Please copy out every line of the listing below in which the word "middle" appears.

* * * * * * *

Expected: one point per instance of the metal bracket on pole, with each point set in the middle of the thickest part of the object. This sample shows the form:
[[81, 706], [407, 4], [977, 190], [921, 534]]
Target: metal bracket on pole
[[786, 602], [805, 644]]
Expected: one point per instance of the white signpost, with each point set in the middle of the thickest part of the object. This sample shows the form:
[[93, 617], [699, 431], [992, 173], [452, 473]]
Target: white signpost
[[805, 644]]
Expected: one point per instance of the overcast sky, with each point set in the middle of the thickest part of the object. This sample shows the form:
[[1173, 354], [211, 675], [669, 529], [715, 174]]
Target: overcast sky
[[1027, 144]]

* * * * * * *

> Solution for this task
Expected: one point per instance of the metal bracket on pole, with each point set in the middle of the thickest part of the object. This sample shows the form:
Expected: one point per instance of the white signpost, with each point set in the middle of the thickest part of the object. This sample shows the form:
Expected: one point per instance of the overcast sky, with each point set in the middle of the thickest part of the object. This sample shows the form:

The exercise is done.